## Problem details:
Give again, word for word, only the lines from the one containing "ball hat, one" through the final line.

start

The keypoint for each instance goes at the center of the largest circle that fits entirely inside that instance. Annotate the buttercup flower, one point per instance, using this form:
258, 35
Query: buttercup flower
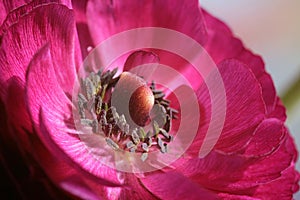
107, 100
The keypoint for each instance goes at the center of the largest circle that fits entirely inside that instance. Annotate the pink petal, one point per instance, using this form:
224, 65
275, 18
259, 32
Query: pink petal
142, 63
18, 116
109, 17
33, 30
8, 5
267, 138
134, 189
24, 8
223, 45
245, 108
282, 188
173, 186
235, 174
50, 110
279, 111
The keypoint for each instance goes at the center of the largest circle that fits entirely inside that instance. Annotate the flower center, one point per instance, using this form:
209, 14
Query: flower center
129, 113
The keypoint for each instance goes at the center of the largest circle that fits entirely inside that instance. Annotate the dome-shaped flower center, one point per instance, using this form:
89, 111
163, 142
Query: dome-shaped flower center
128, 112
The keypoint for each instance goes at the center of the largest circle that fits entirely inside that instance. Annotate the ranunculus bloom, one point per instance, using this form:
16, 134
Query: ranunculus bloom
43, 44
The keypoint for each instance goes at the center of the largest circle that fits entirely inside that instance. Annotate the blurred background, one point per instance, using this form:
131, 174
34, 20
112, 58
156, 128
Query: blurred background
270, 28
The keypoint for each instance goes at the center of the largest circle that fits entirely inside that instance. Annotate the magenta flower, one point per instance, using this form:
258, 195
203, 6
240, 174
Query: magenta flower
45, 155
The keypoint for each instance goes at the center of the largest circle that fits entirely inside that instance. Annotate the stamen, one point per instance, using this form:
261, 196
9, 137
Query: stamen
95, 101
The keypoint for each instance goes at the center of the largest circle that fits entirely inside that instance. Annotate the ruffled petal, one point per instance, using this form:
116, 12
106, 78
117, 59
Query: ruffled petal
246, 174
111, 17
8, 5
282, 188
24, 8
174, 185
32, 31
266, 139
223, 45
244, 111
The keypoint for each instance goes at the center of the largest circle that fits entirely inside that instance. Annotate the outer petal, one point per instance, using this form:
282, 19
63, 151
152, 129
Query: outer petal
21, 174
245, 108
111, 17
238, 175
223, 45
285, 186
33, 30
175, 186
267, 138
22, 9
7, 5
55, 124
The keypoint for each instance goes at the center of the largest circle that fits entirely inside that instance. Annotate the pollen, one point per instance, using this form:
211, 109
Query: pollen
122, 108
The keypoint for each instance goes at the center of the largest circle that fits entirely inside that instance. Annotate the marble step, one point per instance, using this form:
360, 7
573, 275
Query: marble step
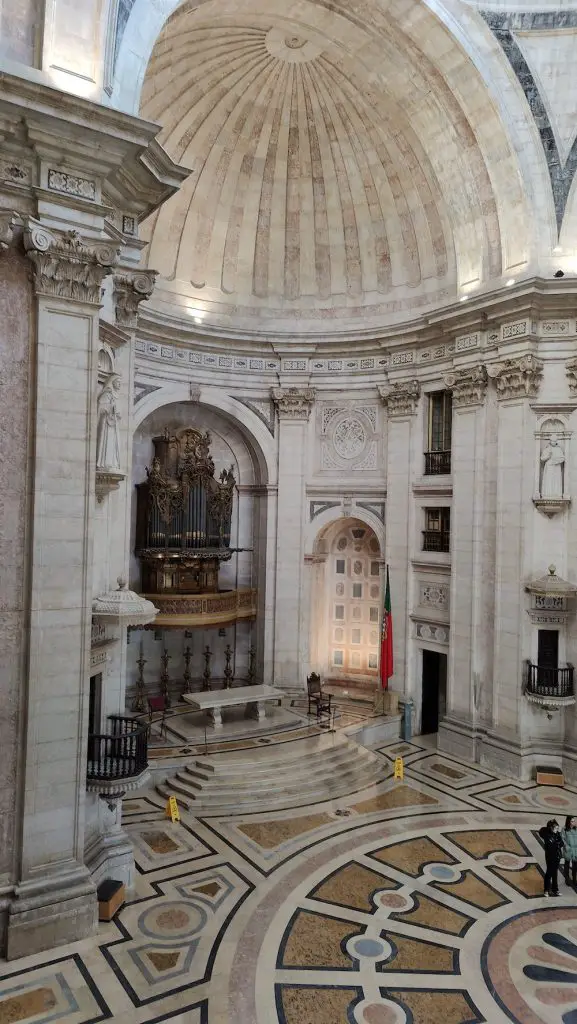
233, 805
334, 774
280, 764
277, 778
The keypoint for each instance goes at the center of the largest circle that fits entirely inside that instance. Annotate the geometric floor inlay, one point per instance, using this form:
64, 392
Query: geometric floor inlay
412, 901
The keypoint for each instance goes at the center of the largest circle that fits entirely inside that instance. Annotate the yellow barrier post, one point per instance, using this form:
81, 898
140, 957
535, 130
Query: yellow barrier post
172, 811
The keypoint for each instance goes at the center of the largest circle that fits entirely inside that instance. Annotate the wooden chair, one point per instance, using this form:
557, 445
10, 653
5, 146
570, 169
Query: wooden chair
157, 705
319, 702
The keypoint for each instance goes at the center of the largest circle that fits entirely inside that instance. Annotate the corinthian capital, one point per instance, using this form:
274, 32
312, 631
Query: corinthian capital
131, 288
517, 378
7, 221
401, 398
293, 402
66, 265
467, 384
571, 371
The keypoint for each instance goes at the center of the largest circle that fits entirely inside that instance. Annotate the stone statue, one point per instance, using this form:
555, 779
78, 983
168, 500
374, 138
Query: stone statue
108, 452
552, 461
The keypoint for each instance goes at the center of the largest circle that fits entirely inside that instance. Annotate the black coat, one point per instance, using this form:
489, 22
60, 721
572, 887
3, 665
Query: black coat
552, 844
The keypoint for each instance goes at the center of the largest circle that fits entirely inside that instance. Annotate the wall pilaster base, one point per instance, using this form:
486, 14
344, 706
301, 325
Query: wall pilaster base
460, 738
508, 755
50, 912
111, 856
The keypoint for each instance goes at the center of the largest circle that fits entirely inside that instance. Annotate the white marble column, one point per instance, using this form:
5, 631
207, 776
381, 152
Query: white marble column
514, 727
402, 400
293, 407
54, 899
469, 667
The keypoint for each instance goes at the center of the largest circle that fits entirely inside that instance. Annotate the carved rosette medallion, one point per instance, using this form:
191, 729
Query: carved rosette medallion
519, 378
293, 402
131, 288
349, 437
67, 265
401, 398
468, 385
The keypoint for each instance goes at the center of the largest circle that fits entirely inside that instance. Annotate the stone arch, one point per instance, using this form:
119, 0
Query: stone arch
259, 440
320, 527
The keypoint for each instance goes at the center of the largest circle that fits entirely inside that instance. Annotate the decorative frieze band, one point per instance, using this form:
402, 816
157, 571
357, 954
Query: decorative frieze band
517, 378
131, 288
468, 385
293, 402
66, 265
401, 398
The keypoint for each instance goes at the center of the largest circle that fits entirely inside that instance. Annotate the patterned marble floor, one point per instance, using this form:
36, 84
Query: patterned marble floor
412, 902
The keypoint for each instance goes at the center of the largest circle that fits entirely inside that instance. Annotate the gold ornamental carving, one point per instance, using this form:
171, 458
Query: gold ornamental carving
131, 288
468, 385
66, 264
293, 402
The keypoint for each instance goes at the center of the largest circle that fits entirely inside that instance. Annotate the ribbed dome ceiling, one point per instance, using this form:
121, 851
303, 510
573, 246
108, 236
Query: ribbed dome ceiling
312, 194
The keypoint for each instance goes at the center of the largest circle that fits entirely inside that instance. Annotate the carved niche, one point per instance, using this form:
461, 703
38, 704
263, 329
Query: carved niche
551, 486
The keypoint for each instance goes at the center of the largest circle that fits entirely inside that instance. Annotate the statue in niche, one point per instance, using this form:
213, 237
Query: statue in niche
552, 463
108, 451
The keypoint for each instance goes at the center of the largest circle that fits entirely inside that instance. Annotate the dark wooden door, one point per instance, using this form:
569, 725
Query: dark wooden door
430, 680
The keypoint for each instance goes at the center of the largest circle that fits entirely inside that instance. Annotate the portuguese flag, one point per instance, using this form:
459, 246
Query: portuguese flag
386, 639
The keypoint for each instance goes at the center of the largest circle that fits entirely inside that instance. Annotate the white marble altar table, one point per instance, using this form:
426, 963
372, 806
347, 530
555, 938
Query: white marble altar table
254, 697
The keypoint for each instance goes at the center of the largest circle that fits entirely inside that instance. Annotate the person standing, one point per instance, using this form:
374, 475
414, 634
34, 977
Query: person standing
553, 852
569, 837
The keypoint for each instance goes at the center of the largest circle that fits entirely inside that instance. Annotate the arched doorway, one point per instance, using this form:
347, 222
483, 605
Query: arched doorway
347, 599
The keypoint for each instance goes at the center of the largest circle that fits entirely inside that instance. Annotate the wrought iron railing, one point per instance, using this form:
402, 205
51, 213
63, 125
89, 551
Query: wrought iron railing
119, 754
549, 682
437, 463
436, 540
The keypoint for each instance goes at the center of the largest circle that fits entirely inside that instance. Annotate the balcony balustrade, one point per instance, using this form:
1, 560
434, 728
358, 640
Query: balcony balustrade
436, 540
437, 463
549, 684
120, 756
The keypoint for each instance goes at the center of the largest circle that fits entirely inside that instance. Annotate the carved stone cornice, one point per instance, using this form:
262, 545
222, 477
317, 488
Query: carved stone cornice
468, 385
131, 288
293, 402
571, 370
401, 398
7, 221
517, 378
66, 265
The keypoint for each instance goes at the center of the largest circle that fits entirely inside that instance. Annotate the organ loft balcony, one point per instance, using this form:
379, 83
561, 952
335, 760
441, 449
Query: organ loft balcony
183, 516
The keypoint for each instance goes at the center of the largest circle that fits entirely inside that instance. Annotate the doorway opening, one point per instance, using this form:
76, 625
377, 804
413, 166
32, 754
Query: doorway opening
434, 686
547, 657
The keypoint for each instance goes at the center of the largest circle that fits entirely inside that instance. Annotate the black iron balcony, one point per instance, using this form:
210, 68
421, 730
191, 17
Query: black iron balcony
437, 463
120, 755
549, 683
436, 540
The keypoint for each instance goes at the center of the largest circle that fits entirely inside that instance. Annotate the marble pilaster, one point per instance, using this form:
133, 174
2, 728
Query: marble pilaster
401, 400
293, 406
471, 519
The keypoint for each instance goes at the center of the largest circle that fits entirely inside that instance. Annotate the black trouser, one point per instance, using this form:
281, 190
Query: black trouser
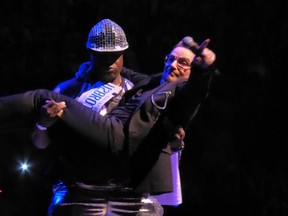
75, 200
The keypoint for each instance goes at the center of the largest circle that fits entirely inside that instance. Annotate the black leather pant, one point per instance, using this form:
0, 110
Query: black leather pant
79, 200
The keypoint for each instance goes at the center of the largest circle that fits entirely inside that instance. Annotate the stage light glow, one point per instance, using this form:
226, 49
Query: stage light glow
24, 166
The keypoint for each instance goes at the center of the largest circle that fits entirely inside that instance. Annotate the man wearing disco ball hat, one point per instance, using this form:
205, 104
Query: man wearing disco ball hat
136, 133
106, 44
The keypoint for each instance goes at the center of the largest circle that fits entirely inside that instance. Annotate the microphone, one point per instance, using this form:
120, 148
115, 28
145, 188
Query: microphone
189, 43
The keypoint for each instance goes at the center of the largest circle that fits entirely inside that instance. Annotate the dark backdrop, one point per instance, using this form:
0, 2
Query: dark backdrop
234, 162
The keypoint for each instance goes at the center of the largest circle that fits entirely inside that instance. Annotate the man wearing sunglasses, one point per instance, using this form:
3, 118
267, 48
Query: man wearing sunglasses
142, 164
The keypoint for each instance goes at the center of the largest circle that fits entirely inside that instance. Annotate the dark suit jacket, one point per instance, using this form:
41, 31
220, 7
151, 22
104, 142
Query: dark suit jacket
149, 128
161, 107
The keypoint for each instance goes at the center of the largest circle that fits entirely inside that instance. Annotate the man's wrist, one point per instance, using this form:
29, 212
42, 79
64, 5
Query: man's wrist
41, 127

end

## Reply:
The keypoint for each instance goes at the center of the largest circle that fits entirely inside that instance. Annotate the man wearing disco ball hat, one point per instance, using this form:
205, 104
Query: man wearing disco ball hat
136, 133
106, 44
The keypoint for each instance goes at the center of the largest circle that fits entirely inside that instance. Annotate the microphone, one point per instance, using this form:
120, 148
115, 28
145, 188
Query: microphone
189, 43
The keypoint for each instance goes at the center of the largest circle that fits entirely inside that instance. Annotate the dark backdrop, one point per instance, using this form:
0, 2
Query: dark backdrop
234, 162
The keypoint for each instance goes at the center of the largest circle that fits entirely inside that instance. Annotate the man wearing sunglasses, one point per instance, using this form:
3, 118
267, 48
Query: man wearing sunglasses
142, 164
The keypoint for each instance goes at the center of the largest circle that fits entirely inside that instance. Annotate the dark suit jacket, one point per instance, using this form:
41, 31
220, 7
151, 22
104, 142
Query: dark suit jacket
149, 128
161, 107
The keypoint for each instance goes at the center of the largest circle that fits entirely inside that instance. Annotate the man's wrist, one point per instance, using this form:
29, 212
42, 79
64, 5
Query: man's wrist
41, 127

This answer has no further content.